Reading text:
▼

= Augustine blood group system =

Human blood group system

The Augustine blood group system is a human blood group system. It includes four red blood cell surface glycoprotein antigens which are encoded by alleles of the gene SLC29A1.

== Antigens ==
The protein which acts as the Augustine antigens is equilibrative nucleoside transporter 1, a transmembrane glycoprotein that mediates cellular uptake of nucleosides. This protein is abundant in erythroid progenitor cells and in mature red blood cells. There are four known variants of the antigen: AUG1, AUG2, AUG3, and AUG4. One person may express multiple variants; AUG:1,2,4 (expressing AUG1, AUG2, and AUG4) is the common phenotype.

List of Augustine antigens
| Number | Name | Prevalence | Allele |
|---|---|---|---|
| AUG1 |  | High | Splice site variant |
| AUG2 | At^{a} | High | Glu391Lys |
| AUG3 | ATML | Low | p.Thr387Pro |
| AUG4 | ATAM | High | p.Asn81Ser |

== Clinical significance ==
Antibodies against Augustine system antigens can be stimulated by pregnancy or blood transfusion and have the potential to cause severe hemolytic disease of the fetus and newborn and acute hemolytic transfusion reactions.

▲

Problems to work on:
A. In the Augustine blood group text, replace "glycoprotein" with "protein" and give the passage starting at "The Augustine blood" and ending at "the gene SLC29A1.".
B. Why, according to the Augustine blood group text, are antibodies against Augustine antigens clinically significant?

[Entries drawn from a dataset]
▼

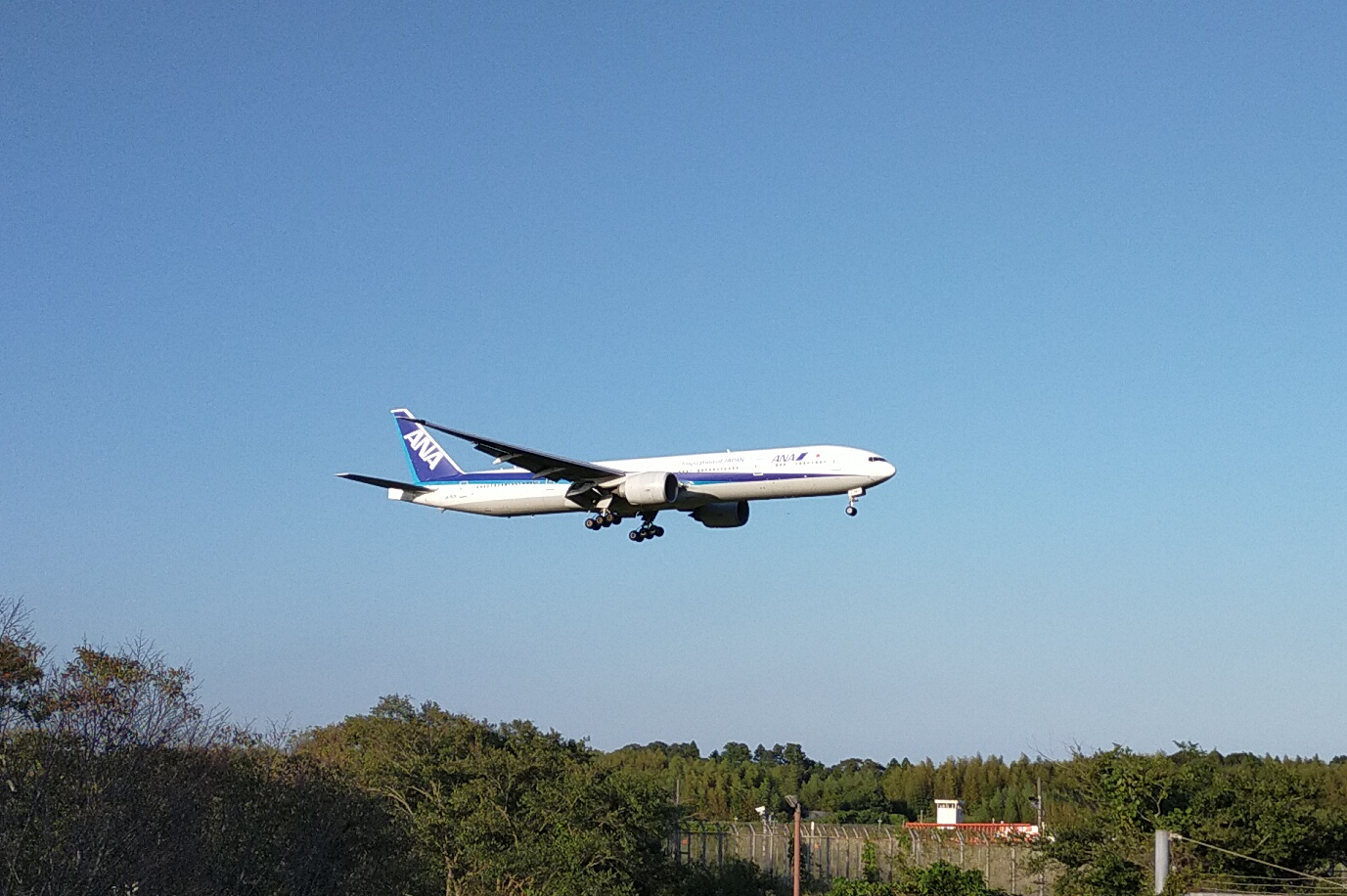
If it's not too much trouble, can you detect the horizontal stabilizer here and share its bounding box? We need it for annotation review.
[337,472,429,495]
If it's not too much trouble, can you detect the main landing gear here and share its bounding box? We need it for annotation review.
[626,522,664,542]
[846,489,865,516]
[585,511,664,542]
[585,511,622,532]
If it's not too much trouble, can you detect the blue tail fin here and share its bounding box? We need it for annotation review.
[393,408,464,482]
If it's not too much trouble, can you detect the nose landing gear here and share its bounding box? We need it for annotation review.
[626,522,664,542]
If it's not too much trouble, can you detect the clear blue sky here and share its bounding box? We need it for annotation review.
[0,0,1347,761]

▲

Results:
A.
The Augustine blood group system is a human blood group system. It includes four red blood cell surface protein antigens which are encoded by alleles of the gene SLC29A1.

B. Pregnancy or blood transfusion can stimulate these antibodies. They can cause severe hemolytic disease of the fetus and newborn and acute hemolytic transfusion reactions.